**Your assignment**
Below are several records. Retype exactly those lines running from the one with "the silver jump" through the one with "of the pair", end lines included, and no others.

**Input material**
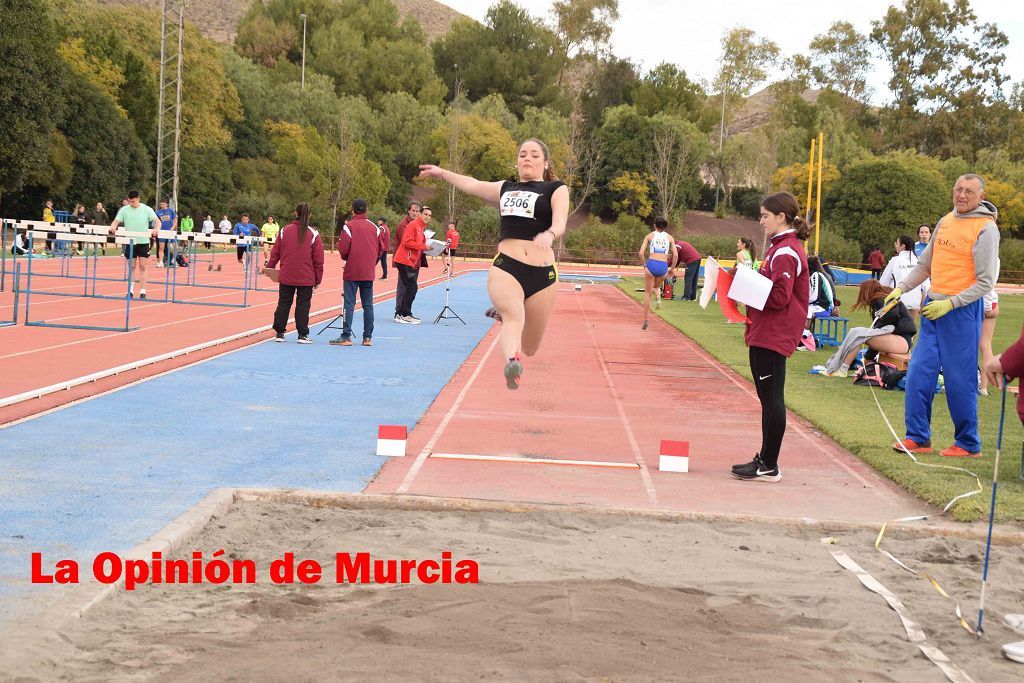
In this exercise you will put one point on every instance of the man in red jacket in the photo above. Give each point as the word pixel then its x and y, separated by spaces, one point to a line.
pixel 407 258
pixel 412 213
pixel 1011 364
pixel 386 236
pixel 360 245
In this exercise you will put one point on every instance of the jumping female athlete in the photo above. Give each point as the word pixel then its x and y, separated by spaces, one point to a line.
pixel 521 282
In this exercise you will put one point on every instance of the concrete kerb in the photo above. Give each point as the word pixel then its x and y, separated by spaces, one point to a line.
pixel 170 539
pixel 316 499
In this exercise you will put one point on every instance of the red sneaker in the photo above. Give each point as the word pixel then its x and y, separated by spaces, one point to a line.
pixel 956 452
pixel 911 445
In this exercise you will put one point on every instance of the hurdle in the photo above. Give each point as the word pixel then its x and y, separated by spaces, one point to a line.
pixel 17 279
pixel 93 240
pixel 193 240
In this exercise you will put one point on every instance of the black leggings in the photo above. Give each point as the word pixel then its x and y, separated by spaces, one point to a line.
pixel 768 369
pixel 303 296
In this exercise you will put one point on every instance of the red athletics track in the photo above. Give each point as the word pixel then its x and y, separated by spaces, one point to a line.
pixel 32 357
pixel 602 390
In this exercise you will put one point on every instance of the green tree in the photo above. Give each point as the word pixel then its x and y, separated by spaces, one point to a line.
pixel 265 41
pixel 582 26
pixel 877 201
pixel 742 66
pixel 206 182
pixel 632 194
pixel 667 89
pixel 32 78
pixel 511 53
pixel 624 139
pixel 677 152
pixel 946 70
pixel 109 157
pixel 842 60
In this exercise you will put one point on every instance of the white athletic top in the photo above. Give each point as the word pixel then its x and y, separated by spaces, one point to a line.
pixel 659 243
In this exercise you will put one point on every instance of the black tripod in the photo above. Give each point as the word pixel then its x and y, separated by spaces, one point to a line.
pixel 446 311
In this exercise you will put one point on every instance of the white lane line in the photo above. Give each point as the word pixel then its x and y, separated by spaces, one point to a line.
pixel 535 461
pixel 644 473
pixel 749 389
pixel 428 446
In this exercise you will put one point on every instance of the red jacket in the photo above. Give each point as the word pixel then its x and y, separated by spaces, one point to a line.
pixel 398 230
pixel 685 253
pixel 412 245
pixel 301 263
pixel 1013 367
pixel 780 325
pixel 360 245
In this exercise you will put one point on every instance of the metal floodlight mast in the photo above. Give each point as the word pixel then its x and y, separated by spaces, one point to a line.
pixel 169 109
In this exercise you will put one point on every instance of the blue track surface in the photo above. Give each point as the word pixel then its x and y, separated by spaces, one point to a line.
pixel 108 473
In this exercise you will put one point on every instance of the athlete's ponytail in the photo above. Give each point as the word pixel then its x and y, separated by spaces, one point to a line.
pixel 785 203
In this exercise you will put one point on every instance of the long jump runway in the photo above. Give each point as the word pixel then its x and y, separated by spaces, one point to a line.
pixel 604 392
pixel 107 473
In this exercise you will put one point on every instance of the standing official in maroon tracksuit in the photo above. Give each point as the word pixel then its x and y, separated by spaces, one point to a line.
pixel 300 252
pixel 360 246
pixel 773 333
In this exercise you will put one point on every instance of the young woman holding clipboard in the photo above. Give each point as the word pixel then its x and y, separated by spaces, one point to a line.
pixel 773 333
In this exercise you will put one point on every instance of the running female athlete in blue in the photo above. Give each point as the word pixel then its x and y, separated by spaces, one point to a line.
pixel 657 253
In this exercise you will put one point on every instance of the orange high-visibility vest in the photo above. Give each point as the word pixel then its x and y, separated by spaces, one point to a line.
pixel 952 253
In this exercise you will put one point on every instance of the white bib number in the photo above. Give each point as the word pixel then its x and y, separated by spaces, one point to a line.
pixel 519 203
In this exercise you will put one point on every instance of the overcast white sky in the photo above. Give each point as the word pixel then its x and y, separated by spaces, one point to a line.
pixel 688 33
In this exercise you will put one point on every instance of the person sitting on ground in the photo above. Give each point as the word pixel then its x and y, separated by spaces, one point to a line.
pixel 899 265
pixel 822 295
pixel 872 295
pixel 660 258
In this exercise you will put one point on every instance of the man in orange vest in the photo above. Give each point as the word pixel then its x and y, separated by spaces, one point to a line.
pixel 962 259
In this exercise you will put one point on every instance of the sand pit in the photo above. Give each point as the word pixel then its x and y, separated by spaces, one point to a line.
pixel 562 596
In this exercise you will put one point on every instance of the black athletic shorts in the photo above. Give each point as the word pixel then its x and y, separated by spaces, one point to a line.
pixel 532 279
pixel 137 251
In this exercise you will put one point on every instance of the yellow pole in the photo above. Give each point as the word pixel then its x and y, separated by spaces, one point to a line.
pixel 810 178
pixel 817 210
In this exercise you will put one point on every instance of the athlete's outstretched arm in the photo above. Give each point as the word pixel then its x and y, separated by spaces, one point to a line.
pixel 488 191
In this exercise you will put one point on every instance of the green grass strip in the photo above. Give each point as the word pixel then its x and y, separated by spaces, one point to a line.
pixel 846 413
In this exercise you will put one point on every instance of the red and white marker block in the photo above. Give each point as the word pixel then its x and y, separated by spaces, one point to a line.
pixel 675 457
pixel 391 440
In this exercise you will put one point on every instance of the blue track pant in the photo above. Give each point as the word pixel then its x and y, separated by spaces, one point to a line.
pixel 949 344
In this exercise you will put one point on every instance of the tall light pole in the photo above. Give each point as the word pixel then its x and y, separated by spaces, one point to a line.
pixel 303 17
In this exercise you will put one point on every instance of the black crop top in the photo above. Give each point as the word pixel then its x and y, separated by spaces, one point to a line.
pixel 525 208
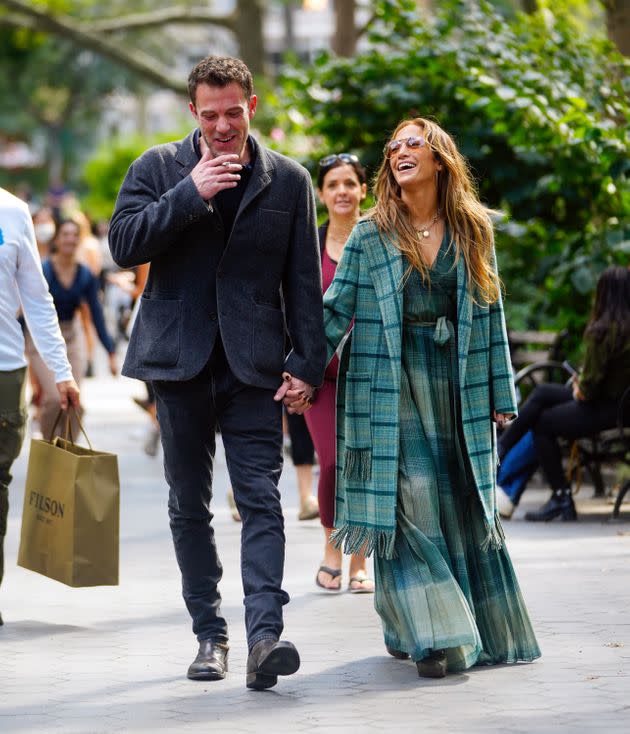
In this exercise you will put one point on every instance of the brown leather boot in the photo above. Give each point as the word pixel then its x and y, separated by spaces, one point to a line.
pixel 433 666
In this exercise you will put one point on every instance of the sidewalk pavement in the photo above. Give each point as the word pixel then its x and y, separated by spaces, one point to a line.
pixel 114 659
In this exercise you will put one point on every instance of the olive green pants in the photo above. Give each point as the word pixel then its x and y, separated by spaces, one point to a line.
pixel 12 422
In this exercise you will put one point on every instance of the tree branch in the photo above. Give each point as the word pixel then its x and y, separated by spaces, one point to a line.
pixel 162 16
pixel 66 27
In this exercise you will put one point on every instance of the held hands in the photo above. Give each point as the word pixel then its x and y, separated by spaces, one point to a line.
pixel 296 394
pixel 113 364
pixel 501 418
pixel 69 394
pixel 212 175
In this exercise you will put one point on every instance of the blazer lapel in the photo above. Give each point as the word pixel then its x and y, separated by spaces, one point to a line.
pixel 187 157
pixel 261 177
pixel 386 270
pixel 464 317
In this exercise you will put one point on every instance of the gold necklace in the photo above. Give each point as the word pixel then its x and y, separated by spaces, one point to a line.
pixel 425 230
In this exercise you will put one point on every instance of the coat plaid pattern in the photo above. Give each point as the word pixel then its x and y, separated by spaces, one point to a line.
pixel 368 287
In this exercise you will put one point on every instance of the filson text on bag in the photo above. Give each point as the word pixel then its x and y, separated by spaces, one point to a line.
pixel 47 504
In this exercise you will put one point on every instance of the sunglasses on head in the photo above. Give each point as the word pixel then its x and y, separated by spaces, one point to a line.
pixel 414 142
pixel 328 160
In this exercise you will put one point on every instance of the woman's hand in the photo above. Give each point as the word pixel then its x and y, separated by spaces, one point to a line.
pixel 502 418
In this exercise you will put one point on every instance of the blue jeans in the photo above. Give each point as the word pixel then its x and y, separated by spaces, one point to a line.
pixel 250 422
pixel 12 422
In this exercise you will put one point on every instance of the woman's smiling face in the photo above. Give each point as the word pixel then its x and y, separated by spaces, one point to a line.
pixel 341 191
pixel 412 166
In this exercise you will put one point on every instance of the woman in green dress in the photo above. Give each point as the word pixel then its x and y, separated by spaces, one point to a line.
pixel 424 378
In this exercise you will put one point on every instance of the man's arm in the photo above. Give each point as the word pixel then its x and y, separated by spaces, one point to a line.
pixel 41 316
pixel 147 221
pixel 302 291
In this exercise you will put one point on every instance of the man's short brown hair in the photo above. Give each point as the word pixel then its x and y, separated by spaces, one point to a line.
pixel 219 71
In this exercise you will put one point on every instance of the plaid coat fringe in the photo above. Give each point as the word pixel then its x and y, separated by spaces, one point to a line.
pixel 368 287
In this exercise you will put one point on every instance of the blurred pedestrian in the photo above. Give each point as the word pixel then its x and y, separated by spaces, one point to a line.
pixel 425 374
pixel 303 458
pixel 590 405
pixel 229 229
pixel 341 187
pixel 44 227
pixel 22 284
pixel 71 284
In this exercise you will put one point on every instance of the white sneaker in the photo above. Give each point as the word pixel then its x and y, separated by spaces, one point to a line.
--
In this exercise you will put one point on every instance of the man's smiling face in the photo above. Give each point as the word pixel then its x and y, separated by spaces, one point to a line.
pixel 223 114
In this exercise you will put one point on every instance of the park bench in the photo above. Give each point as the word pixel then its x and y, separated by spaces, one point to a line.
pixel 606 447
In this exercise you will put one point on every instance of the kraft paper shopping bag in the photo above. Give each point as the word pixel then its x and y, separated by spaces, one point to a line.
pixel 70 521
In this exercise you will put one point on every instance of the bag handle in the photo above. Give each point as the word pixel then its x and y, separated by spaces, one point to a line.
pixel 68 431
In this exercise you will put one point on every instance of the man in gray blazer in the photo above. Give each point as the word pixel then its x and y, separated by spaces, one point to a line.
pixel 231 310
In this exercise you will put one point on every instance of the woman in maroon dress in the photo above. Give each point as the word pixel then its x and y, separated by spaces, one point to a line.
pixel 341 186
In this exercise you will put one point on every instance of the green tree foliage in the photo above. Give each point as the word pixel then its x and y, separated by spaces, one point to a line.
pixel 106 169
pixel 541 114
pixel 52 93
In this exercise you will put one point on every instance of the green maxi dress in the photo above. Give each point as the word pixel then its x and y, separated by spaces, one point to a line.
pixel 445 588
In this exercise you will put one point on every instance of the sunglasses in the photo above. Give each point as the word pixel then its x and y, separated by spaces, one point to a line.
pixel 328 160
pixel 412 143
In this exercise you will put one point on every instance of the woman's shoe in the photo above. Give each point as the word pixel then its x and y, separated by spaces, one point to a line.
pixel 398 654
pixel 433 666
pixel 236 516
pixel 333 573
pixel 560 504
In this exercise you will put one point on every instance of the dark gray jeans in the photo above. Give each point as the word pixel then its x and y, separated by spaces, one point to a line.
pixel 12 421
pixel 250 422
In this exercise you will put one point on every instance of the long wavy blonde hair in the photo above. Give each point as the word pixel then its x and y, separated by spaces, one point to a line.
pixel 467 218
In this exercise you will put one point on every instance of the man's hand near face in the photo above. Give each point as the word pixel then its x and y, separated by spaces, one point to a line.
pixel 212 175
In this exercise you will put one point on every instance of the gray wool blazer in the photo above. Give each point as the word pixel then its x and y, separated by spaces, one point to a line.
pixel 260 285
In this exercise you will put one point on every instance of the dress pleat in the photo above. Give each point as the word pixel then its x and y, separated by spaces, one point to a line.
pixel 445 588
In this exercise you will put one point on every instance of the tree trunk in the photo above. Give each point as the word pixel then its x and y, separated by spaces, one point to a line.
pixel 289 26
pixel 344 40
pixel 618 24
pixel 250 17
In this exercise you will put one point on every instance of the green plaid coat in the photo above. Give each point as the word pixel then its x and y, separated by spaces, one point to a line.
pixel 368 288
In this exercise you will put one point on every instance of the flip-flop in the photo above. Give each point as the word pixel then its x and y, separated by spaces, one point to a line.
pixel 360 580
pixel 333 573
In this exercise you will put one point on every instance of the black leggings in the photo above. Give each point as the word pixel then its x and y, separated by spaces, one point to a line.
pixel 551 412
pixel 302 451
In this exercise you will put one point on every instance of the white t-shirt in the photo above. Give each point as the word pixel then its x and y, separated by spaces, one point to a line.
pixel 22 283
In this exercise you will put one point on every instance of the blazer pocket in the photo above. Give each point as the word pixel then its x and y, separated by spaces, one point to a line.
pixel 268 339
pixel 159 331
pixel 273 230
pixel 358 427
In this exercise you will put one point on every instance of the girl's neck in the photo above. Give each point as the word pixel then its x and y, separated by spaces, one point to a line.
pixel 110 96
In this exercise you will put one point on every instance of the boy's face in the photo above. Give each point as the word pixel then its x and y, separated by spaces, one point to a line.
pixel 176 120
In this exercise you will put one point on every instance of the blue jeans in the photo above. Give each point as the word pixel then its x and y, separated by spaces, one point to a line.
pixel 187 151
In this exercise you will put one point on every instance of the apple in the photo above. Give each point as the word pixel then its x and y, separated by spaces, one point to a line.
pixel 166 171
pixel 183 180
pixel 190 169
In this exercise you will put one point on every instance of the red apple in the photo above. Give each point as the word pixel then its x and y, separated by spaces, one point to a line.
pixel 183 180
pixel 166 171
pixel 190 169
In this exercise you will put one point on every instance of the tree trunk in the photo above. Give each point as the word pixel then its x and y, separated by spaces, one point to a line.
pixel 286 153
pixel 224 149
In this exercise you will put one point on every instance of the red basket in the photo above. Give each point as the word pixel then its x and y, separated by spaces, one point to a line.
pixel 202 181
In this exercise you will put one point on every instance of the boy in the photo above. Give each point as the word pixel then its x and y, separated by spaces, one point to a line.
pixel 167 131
...
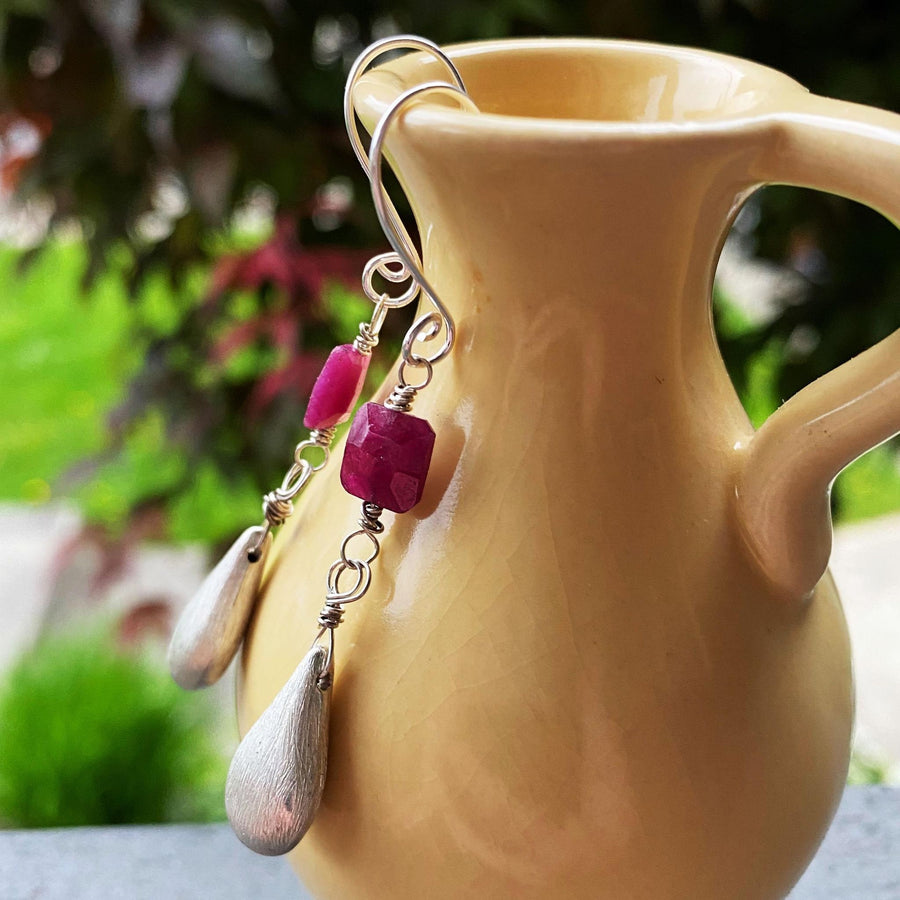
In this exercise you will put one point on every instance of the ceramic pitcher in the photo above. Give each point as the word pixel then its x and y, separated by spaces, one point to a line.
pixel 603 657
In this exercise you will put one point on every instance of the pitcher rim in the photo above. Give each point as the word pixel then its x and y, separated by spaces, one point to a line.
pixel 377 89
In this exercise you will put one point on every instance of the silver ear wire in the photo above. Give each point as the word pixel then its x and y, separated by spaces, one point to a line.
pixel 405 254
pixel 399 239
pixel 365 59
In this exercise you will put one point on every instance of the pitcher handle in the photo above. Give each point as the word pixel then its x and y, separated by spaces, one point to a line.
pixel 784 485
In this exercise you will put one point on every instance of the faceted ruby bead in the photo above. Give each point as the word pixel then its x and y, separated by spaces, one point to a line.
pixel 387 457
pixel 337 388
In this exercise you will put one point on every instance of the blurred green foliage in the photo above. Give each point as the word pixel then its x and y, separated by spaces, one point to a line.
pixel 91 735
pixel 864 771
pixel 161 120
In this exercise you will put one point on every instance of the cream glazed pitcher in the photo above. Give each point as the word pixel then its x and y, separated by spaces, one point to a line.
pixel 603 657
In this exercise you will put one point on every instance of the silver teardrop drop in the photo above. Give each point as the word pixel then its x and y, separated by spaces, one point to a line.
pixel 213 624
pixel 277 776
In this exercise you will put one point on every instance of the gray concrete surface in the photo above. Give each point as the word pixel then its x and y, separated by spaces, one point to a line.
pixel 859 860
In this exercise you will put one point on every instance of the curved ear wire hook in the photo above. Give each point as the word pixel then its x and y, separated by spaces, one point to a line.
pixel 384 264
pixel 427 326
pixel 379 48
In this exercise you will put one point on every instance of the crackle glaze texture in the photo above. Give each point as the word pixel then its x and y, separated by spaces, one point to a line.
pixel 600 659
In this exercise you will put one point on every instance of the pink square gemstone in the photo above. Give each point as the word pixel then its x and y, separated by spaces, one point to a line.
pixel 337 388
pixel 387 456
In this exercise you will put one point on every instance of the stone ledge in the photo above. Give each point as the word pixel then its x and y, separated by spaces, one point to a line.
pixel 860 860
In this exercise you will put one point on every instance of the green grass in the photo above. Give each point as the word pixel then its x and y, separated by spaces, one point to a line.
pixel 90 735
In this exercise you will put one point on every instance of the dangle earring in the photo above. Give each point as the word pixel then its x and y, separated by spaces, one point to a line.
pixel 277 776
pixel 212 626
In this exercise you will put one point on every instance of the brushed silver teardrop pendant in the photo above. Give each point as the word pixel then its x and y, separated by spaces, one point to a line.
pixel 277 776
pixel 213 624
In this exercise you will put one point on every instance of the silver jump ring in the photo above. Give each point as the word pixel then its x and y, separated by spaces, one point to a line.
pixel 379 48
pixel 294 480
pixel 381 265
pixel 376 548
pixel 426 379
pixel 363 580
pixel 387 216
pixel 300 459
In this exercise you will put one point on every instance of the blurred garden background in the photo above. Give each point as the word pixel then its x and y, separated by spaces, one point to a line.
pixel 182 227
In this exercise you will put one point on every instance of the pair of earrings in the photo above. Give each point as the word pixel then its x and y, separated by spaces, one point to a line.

**Written answer**
In this exercise you will put one point on every instance of the silver jump ring in the photo above. Give each point as the word pixel then its x and y, separated by spaces, one point to a line.
pixel 379 48
pixel 294 480
pixel 381 265
pixel 376 548
pixel 426 379
pixel 363 580
pixel 387 216
pixel 300 459
In this exercise you will put one point on every instance of the blurred garden background in the photo above. Give each point as the word pixel then its x and y, separated by spaces, one point to a line.
pixel 182 227
In this exercise you will put one point on every instance of the pair of earrings in the photo above. Give each point as the word pixel then its x and y, separated by spaces, one point to a line.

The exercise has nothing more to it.